→ **Extract to read**:
━━━

In the wheel of life, mice are really enjoying themselves.
Dutch researchers placed hamster wheels in natural settings to conduct an experiment into whether mice would actually run on the wheels for their own enjoyment. And it turns out, they did.
Johanna H. Meijer and Yuri Roberts, of Leiden University Medical Center in the Netherlands, placed the exercise wheels outdoors in a yard garden and dune area, and were surprised to find multiple mice who chose to run on the wheels as well as other animals.
"Mice and some shrews, rats and frogs were seen to leave the wheel and then enter it again within minutes in order to continue wheel running. This observation indicates that wheel running may well be intentional rather than unintentional for these animals," the pair wrote in their study, called "Wheel Running in the Wild."
They did not immediately respond to ABC News' request for comment.
The researchers said that they were inspired to look into whether mice enjoyed running on the wheels after controversy over mice being held captive for experiments at research universities.
"Wheel running is often used in the laboratory for triggering enhanced activity levels, despite the common objection that this behaviour is an artefact of captivity and merely signifies neurosis or stereotypy," they wrote.
"In a time when lifestyle in general and lack of exercise in particular are a major cause of disease in the modern world, research into physical activity is of utmost importance. Our findings may help alleviate the main concern regarding the use of running wheels in research on exercise," they said.

━━━

→ **Entries provided**:
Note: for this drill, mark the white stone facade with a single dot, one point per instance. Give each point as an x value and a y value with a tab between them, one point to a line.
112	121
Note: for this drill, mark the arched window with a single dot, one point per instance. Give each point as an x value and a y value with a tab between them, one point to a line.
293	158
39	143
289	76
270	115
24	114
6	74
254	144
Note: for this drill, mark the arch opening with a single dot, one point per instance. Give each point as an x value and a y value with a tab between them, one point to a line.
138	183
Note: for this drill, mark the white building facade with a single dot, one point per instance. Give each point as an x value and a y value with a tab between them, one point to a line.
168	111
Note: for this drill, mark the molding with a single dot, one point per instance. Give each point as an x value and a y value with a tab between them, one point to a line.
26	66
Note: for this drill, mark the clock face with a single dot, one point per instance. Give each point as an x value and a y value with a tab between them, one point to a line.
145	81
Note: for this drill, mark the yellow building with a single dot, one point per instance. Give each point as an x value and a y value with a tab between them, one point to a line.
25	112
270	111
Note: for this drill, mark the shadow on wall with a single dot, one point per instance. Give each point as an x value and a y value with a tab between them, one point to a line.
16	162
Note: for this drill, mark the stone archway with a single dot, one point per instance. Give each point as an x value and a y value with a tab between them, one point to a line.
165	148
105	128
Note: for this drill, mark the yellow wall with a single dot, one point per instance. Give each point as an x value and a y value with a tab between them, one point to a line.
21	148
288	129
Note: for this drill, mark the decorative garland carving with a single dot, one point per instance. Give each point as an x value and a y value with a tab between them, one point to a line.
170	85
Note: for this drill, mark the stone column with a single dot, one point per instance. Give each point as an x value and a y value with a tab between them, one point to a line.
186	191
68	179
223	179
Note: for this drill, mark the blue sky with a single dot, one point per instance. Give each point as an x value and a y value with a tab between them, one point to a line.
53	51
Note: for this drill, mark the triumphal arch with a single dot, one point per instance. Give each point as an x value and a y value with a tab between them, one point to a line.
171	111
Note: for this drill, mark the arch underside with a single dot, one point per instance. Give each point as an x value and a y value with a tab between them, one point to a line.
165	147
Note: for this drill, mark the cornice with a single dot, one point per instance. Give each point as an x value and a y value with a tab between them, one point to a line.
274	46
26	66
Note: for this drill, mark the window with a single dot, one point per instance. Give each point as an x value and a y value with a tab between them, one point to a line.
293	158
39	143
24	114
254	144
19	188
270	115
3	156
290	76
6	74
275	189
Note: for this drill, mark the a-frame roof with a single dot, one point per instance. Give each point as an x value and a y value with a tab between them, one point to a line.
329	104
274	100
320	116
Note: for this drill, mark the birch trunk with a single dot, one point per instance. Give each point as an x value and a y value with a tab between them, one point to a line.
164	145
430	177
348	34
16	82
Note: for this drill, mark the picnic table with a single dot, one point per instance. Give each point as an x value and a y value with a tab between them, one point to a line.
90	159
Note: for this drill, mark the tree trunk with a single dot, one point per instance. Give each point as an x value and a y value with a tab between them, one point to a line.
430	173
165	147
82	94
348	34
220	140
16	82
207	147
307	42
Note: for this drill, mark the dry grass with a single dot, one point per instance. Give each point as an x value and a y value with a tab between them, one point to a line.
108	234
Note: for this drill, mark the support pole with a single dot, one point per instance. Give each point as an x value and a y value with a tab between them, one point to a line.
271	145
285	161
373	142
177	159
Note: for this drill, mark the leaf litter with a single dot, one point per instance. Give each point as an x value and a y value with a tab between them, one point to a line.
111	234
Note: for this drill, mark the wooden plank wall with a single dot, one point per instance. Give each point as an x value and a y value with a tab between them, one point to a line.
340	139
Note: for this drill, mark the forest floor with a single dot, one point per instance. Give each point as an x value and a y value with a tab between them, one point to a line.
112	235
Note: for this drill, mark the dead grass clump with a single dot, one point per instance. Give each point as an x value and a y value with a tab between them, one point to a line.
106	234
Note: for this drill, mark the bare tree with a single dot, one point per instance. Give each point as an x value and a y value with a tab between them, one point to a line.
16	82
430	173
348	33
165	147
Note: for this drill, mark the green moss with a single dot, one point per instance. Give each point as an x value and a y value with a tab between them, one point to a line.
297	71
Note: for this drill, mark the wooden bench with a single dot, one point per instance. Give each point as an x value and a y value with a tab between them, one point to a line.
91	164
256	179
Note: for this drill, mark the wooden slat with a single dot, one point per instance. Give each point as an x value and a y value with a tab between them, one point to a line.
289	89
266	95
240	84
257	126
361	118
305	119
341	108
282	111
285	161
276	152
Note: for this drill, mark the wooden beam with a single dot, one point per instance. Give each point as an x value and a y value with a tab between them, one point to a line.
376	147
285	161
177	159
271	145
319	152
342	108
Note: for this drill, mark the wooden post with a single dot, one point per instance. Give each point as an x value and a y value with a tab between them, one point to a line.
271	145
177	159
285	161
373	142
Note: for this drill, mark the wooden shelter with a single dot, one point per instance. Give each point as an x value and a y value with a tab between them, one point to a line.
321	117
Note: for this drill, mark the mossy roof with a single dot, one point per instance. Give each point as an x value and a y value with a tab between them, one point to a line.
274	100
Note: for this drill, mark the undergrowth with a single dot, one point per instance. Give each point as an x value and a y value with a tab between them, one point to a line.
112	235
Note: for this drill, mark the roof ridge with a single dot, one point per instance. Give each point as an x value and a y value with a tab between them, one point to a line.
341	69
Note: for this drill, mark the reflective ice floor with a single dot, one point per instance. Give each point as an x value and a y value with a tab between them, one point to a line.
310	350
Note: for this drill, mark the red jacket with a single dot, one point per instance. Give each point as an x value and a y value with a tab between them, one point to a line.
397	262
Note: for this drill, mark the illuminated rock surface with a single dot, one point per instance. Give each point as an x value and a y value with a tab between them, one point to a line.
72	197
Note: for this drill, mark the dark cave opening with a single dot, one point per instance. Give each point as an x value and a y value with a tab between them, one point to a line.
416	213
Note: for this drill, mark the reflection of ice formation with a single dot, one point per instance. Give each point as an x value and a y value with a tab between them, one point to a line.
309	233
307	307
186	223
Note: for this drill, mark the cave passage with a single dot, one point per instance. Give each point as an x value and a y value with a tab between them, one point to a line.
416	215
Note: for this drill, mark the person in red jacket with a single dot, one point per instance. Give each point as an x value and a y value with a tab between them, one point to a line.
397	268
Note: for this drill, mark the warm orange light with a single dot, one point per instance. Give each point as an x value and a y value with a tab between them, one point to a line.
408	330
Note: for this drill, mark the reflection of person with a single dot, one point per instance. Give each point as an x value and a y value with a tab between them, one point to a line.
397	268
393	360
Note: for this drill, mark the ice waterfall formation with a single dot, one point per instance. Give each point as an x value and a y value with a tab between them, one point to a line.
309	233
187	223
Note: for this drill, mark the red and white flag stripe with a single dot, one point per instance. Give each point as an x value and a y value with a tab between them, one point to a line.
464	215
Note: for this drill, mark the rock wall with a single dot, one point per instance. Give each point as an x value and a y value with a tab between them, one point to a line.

━━━

→ **Aim of the exercise**:
Transcribe the passage from the article on wild mice and running wheels above, starting with "Johanna H. Meijer" and going on through "at research universities.".

→ **Result**:
Johanna H. Meijer and Yuri Roberts, of Leiden University Medical Center in the Netherlands, placed the exercise wheels outdoors in a yard garden and dune area, and were surprised to find multiple mice who chose to run on the wheels as well as other animals.
"Mice and some shrews, rats and frogs were seen to leave the wheel and then enter it again within minutes in order to continue wheel running. This observation indicates that wheel running may well be intentional rather than unintentional for these animals," the pair wrote in their study, called "Wheel Running in the Wild."
They did not immediately respond to ABC News' request for comment.
The researchers said that they were inspired to look into whether mice enjoyed running on the wheels after controversy over mice being held captive for experiments at research universities.